Copy the result of filtering the entries below for lines that include the string "distant".
Segment Start: Provided data
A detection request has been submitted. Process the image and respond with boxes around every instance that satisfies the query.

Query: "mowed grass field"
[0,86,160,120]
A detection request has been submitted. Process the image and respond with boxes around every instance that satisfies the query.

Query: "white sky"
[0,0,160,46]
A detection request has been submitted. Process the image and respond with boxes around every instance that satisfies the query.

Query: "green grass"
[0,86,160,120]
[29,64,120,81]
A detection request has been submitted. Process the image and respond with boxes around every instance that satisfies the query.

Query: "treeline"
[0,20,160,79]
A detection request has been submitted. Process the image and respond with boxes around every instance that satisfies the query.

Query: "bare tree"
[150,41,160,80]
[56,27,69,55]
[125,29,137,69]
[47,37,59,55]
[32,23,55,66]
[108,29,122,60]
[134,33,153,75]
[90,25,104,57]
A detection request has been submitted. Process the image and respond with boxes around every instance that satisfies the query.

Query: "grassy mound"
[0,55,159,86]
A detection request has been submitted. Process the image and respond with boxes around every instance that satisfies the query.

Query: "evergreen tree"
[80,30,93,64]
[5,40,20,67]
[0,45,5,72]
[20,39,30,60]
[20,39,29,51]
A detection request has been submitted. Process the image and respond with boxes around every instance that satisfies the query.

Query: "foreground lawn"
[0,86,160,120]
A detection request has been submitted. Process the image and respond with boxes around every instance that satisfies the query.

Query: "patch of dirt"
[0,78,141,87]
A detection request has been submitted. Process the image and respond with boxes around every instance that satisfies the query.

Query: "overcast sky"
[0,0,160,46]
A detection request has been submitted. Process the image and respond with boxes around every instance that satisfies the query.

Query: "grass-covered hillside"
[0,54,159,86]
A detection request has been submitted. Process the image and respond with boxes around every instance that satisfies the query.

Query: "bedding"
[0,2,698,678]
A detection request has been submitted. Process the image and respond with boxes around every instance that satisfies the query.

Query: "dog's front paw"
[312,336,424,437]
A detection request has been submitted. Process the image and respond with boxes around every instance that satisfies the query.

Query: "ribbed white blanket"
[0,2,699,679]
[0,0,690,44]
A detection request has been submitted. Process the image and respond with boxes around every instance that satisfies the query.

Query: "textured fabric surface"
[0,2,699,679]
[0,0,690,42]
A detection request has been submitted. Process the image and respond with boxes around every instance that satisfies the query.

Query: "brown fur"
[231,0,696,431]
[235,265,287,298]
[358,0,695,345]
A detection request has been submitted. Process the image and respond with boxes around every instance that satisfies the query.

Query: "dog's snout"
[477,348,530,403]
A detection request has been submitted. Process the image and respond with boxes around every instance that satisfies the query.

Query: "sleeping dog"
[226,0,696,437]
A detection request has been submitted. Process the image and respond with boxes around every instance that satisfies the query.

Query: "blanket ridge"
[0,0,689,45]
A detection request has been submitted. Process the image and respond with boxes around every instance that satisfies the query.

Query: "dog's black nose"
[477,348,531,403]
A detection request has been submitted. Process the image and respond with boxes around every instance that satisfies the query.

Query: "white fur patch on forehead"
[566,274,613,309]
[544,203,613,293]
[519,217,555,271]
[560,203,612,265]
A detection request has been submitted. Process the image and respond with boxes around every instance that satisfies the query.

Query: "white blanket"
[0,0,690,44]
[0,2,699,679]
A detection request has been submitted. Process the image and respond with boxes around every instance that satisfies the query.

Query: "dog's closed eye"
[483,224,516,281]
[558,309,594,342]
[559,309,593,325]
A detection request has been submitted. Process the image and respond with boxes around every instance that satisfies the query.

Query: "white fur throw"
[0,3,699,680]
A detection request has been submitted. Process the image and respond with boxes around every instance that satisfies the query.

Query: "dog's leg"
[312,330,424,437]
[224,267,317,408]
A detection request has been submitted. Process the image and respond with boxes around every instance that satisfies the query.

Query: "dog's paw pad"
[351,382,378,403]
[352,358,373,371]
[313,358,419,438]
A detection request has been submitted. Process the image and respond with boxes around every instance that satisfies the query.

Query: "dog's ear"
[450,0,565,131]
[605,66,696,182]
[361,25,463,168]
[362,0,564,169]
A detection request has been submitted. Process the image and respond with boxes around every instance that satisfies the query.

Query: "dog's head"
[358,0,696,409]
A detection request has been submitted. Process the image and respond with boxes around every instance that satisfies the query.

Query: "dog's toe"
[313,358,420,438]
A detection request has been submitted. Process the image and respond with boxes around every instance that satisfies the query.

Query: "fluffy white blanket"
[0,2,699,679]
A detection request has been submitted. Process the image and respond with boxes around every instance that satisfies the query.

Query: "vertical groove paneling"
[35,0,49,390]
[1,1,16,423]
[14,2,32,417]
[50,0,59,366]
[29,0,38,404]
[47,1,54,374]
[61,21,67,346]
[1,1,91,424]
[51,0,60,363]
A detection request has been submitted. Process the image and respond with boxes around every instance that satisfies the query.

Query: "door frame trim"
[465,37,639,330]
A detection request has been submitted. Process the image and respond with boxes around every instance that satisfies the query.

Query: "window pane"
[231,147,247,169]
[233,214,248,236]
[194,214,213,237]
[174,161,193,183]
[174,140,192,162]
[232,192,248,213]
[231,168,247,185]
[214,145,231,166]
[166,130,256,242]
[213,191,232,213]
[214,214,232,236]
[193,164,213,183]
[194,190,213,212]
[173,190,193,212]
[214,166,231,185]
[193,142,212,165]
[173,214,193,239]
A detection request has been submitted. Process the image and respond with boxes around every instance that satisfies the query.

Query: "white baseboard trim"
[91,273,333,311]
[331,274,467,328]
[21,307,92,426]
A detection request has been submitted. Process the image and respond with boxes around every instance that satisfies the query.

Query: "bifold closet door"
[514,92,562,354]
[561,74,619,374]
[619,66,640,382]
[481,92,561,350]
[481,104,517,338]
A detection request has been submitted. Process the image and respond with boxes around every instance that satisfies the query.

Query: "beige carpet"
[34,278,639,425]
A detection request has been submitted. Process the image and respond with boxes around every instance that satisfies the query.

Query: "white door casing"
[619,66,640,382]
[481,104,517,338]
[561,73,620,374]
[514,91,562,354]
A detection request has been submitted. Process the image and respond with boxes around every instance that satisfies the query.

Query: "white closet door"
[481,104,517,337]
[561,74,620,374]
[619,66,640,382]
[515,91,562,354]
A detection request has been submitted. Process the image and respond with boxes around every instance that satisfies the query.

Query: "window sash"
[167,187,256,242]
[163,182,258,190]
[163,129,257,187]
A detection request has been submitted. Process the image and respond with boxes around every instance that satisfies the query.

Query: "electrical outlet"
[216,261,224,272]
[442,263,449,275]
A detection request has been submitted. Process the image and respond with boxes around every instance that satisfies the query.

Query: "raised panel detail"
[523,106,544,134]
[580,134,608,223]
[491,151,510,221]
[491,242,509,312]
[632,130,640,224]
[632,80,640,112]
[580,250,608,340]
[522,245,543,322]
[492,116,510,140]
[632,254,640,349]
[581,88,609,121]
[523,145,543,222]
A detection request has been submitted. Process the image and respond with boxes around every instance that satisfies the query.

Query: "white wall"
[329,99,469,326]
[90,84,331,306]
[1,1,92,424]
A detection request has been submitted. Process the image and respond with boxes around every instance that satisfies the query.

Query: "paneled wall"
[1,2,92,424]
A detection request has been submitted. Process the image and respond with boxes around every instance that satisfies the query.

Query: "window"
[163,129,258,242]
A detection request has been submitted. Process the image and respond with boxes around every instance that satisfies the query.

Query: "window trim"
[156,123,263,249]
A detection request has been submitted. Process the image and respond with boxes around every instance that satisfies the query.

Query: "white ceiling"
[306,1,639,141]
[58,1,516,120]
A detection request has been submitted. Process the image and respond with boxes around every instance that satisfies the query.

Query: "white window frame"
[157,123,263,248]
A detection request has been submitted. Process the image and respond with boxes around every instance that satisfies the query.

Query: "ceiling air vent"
Segment End: Provided data
Segment Start: Provided data
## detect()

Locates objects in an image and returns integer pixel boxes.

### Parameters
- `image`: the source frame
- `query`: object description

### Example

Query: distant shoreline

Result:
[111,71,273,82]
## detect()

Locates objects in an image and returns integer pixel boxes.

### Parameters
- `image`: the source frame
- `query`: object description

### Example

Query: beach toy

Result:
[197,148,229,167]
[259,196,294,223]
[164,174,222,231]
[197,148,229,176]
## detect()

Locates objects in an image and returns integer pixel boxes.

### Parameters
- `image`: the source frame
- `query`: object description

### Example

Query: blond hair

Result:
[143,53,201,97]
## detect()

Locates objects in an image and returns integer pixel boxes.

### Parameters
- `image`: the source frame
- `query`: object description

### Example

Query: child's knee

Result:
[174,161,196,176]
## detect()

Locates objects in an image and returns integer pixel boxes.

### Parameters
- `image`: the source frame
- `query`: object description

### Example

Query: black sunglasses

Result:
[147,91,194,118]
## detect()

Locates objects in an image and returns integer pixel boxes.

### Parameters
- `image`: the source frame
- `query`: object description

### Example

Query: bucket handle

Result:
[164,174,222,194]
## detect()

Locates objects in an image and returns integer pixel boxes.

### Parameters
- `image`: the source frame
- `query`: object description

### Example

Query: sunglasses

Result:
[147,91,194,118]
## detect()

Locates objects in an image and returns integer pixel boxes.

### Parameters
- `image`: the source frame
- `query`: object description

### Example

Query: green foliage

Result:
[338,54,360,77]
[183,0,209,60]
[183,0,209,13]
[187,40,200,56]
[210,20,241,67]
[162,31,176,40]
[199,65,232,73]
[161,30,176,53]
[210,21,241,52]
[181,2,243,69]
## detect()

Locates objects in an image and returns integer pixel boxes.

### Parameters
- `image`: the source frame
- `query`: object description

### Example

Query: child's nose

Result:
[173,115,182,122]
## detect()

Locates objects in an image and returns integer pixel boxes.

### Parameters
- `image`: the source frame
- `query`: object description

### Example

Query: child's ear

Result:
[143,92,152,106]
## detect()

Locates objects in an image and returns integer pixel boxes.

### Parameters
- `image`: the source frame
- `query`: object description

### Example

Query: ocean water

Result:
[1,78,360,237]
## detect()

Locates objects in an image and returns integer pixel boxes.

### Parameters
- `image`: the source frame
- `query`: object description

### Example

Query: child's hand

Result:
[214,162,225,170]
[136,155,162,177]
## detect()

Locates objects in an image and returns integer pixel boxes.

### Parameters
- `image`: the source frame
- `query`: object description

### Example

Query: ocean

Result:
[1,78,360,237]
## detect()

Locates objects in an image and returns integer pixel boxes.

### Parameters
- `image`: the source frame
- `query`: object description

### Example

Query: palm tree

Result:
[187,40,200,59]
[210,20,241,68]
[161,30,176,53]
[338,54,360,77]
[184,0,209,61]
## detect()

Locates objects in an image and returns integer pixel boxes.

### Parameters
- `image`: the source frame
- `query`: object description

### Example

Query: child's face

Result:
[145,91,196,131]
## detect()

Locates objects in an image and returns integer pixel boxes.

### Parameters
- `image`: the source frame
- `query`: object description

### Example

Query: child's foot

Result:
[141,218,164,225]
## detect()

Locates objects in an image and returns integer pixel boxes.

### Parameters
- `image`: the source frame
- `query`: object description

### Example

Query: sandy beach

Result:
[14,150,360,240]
Segment End: Provided data
Segment Start: Provided data
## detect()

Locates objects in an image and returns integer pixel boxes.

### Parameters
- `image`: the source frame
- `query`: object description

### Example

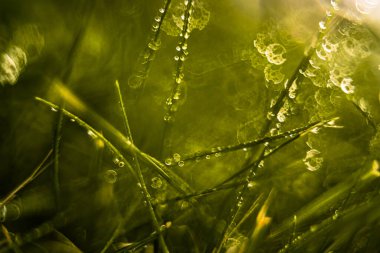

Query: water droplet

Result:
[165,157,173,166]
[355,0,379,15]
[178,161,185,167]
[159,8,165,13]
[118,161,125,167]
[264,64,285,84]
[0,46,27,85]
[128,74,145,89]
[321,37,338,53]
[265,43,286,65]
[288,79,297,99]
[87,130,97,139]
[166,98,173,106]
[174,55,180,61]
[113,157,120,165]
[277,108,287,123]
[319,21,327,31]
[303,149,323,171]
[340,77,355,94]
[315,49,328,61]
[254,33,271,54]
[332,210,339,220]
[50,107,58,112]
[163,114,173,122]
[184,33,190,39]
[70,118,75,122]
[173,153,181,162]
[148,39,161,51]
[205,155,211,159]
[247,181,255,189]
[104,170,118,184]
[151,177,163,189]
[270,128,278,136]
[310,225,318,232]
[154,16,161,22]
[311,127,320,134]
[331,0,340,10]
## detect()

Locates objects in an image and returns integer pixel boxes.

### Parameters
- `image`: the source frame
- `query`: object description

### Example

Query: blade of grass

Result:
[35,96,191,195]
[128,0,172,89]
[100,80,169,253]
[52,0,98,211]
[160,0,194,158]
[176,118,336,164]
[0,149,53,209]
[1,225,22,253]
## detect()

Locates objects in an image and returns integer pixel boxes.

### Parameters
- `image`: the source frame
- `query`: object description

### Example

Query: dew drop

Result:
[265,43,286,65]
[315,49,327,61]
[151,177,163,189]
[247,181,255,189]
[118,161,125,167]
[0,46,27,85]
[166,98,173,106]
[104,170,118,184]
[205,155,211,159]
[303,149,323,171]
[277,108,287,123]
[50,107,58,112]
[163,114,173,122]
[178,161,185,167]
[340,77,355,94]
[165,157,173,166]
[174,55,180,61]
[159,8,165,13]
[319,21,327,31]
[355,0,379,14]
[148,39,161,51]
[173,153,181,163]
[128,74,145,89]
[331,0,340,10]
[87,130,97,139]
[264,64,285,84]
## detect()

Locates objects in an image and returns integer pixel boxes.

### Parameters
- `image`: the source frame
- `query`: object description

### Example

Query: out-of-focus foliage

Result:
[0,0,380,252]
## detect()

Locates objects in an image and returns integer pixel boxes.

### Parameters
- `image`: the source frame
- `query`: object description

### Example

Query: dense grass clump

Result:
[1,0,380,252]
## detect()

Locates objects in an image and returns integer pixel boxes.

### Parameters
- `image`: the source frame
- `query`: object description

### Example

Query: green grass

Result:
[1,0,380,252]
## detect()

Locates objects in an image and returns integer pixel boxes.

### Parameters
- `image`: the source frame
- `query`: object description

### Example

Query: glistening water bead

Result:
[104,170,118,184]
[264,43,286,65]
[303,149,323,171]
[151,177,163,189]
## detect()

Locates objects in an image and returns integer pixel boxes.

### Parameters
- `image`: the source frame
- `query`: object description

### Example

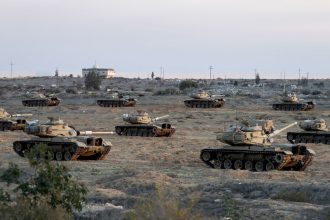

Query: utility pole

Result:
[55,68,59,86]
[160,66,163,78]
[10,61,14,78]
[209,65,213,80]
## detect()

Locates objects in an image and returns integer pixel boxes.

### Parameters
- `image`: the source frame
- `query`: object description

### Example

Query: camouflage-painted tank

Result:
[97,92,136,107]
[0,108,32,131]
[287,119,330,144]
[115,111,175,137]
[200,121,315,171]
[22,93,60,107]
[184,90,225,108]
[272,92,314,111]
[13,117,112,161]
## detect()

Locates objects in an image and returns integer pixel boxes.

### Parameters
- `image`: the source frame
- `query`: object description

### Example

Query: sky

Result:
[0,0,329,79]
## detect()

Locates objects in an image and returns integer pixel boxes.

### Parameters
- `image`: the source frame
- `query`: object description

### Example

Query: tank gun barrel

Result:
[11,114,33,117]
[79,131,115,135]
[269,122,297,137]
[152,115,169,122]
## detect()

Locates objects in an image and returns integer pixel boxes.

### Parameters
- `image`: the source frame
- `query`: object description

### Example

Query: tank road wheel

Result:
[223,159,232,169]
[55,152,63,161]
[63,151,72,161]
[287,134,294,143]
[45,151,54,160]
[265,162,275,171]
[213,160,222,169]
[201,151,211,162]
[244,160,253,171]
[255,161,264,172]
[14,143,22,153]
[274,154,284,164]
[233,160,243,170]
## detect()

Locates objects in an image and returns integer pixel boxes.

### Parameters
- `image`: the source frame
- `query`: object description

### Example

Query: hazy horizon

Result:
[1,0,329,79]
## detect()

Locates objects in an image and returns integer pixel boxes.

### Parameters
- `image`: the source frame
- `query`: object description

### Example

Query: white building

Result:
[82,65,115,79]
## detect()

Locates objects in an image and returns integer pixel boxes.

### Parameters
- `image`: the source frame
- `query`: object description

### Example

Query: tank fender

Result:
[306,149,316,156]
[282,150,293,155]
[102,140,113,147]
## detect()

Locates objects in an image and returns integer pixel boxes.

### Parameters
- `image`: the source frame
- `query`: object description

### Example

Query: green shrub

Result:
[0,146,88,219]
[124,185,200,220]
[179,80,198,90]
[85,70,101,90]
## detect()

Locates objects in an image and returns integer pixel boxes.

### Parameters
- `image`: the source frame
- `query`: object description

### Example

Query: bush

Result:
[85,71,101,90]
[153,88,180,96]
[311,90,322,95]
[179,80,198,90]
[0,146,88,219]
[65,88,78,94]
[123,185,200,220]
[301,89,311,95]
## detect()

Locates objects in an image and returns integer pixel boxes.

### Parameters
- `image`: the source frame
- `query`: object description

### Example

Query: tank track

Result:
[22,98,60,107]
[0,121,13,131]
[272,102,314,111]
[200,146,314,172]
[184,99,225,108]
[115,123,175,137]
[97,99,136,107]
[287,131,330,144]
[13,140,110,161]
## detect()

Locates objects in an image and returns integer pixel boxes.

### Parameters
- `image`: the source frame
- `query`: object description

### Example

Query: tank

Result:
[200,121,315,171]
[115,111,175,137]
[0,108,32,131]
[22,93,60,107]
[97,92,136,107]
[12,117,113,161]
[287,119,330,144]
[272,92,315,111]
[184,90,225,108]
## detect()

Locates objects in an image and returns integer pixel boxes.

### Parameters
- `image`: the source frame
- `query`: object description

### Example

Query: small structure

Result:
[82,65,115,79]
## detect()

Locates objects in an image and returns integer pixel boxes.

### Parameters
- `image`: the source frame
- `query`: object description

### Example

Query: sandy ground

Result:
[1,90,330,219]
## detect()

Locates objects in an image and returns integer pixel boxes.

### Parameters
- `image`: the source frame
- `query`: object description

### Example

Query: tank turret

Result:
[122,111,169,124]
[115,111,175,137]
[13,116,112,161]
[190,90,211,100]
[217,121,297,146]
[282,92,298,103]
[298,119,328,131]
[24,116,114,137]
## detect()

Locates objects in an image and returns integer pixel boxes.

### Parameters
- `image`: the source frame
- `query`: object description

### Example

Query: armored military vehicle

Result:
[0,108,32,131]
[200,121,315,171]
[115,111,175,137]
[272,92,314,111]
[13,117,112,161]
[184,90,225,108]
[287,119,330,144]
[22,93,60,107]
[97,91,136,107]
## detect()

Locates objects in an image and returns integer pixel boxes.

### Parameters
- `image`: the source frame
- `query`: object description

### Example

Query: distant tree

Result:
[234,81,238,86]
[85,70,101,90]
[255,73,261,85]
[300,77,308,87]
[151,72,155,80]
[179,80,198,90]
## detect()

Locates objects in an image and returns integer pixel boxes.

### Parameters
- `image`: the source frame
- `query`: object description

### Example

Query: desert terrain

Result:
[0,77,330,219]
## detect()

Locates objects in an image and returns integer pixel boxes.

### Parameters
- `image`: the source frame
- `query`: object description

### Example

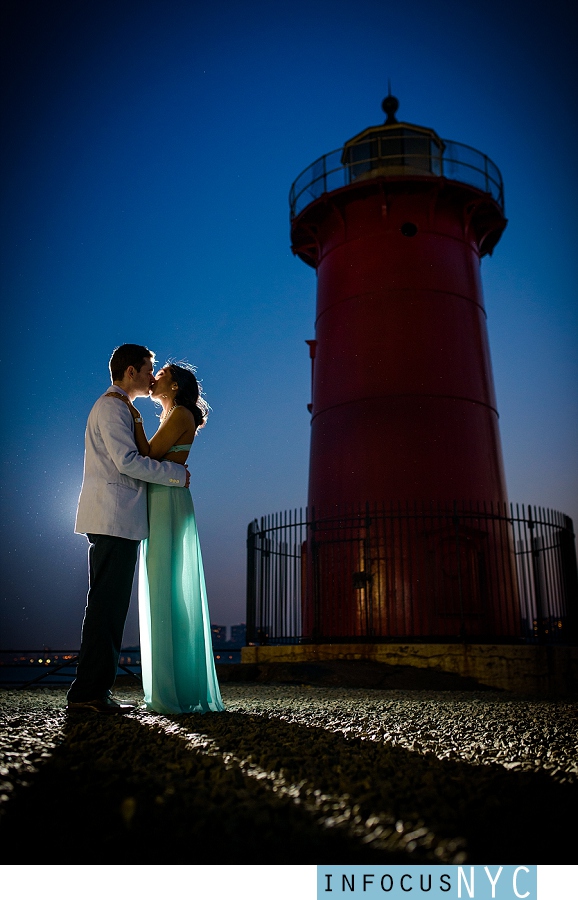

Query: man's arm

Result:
Segment End: Provided data
Task response:
Query: distant shoreline
Query: distant tree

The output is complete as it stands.